Brief: Repeat exactly, and only, the lines from the line bearing "For each instance of the woman's long" through the end of the material. Do not copy the pictures.

◇ ◇ ◇ ◇ ◇

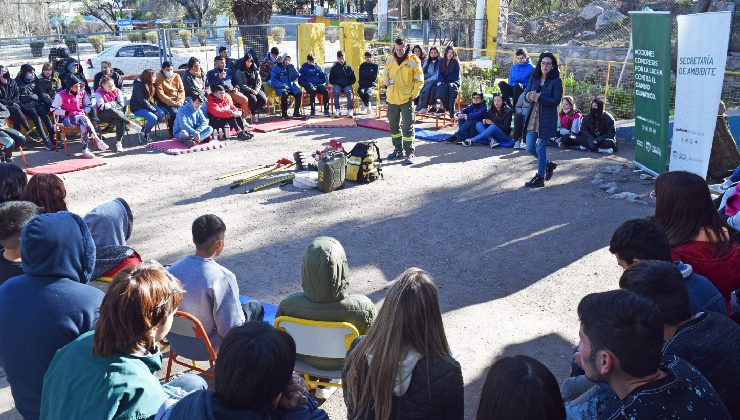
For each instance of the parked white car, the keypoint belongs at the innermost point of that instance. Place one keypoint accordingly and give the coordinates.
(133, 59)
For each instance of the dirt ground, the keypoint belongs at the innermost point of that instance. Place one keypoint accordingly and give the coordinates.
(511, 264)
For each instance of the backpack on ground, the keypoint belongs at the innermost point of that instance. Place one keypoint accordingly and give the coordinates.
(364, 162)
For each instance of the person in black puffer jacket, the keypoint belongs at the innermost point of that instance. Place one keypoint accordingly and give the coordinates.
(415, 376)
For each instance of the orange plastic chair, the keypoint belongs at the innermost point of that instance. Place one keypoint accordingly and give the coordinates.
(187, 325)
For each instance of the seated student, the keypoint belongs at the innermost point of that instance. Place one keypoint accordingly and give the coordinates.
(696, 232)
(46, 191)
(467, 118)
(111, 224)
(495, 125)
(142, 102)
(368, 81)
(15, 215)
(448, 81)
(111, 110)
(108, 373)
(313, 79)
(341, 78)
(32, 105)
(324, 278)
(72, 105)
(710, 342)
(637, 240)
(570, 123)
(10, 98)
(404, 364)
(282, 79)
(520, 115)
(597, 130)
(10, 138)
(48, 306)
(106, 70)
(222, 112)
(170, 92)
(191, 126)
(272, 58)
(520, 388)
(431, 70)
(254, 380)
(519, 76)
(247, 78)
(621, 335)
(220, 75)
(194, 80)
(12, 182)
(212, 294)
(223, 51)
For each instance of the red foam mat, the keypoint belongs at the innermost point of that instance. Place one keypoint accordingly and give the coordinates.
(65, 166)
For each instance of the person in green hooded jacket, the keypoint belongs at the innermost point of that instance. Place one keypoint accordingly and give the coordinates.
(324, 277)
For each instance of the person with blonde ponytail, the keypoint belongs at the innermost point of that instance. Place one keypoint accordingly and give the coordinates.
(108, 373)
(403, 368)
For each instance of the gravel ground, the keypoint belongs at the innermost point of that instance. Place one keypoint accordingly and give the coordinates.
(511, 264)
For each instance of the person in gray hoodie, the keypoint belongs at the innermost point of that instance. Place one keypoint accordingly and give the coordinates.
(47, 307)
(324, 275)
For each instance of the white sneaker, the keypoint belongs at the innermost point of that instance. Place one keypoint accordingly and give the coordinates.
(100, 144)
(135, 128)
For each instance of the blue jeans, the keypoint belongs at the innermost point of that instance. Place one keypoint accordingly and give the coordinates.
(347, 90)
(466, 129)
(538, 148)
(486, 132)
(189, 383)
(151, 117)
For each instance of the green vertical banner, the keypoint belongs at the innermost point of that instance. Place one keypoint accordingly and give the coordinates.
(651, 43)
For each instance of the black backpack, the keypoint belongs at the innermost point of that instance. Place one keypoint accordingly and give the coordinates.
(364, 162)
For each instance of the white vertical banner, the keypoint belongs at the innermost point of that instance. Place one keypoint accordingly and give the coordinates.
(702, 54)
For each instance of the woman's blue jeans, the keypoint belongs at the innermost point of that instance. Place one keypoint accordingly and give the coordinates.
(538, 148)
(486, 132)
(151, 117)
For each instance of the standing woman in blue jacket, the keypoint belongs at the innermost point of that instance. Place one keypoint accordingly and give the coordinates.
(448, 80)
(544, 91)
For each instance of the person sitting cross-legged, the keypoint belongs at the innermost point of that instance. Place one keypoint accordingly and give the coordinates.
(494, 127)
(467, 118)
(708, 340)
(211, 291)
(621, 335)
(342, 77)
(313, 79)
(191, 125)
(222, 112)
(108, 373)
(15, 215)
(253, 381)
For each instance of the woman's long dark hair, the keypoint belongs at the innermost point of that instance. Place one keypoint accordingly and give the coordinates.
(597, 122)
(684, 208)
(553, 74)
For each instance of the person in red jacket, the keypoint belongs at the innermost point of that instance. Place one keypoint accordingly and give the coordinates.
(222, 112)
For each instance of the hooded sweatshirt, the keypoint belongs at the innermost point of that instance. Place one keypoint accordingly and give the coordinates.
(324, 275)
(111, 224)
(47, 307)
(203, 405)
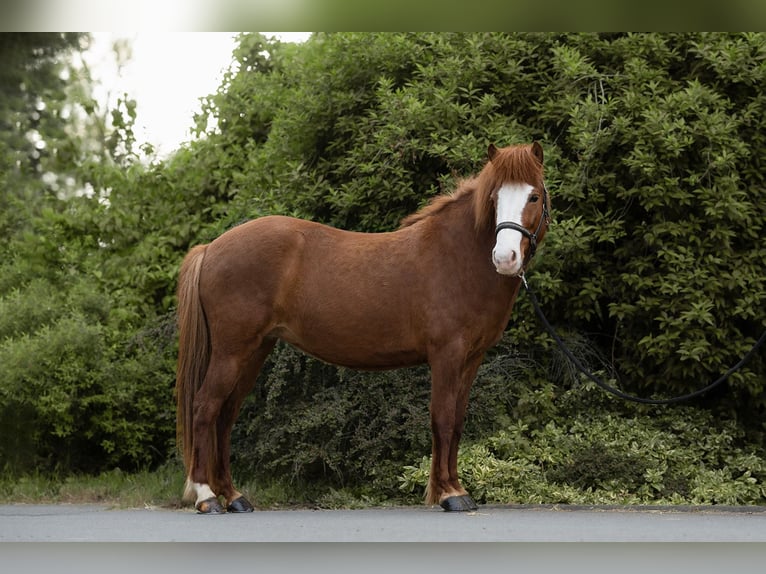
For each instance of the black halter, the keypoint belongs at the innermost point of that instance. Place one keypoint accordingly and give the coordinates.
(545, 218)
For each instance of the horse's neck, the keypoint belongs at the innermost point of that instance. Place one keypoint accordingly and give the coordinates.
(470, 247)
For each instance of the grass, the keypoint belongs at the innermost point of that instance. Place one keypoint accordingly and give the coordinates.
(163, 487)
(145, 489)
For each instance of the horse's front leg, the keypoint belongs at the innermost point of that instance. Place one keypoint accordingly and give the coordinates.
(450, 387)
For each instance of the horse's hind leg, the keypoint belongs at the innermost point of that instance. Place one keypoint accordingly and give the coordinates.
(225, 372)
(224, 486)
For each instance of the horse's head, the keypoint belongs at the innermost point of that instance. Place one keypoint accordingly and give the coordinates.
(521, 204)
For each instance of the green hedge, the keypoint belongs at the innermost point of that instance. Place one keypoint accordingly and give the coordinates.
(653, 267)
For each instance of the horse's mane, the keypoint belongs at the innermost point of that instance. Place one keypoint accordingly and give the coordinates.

◇ ◇ ◇ ◇ ◇

Correct result:
For each instance of the woman's long dark hair, the keypoint belongs at the innermost point of that instance. Place one keypoint accordingly and give the coordinates.
(597, 122)
(684, 208)
(553, 74)
For each instance of the person in red jacket, the keypoint belongs at the innermost point of that instance. Place one keypoint accordingly and give the coordinates.
(222, 112)
For each instance of the hooded sweatshirt, the keypoint belongs at the innermost point of that instance. Place one keypoint accordingly and give the coordinates.
(324, 275)
(111, 224)
(47, 307)
(203, 405)
For each instance of the black halter, the keypoint belongs at the innermost point of that instance. Place one keypoint accordingly and give the coordinates.
(545, 218)
For each instance of the horse's neck, the keypoint belongs at the innermost point of that instance. Place one keypoint accordingly and give the coordinates.
(470, 247)
For each instance of the grass, the keypoint belongs at the innermost point of that instance. Place one keypoint accordingly and give the coordinates.
(163, 487)
(145, 489)
For each instance of the horse's front leg, the keypoint belongs at the innermost point of that instance. Place one keypoint accordingly and give the coordinates.
(450, 387)
For each instance of the horse's hind leg, the keypoint belongs at the innermost point of that instance. Place one keypoint accordingly and give the coordinates.
(225, 372)
(224, 486)
For each instance of the horse's head, the keypoint belongs at the innermost point of that instance. Place one keypoint accordingly and give the coordinates.
(521, 204)
For each instance of the green hedge, the keypoint belongs at the innermost point of that instance. Place one keypoint accordingly and give the coordinates.
(653, 267)
For each instance of the horse's mane, the keypoint belongs at the innermost point of that instance. Place one keypoint accordingly and give the coordinates.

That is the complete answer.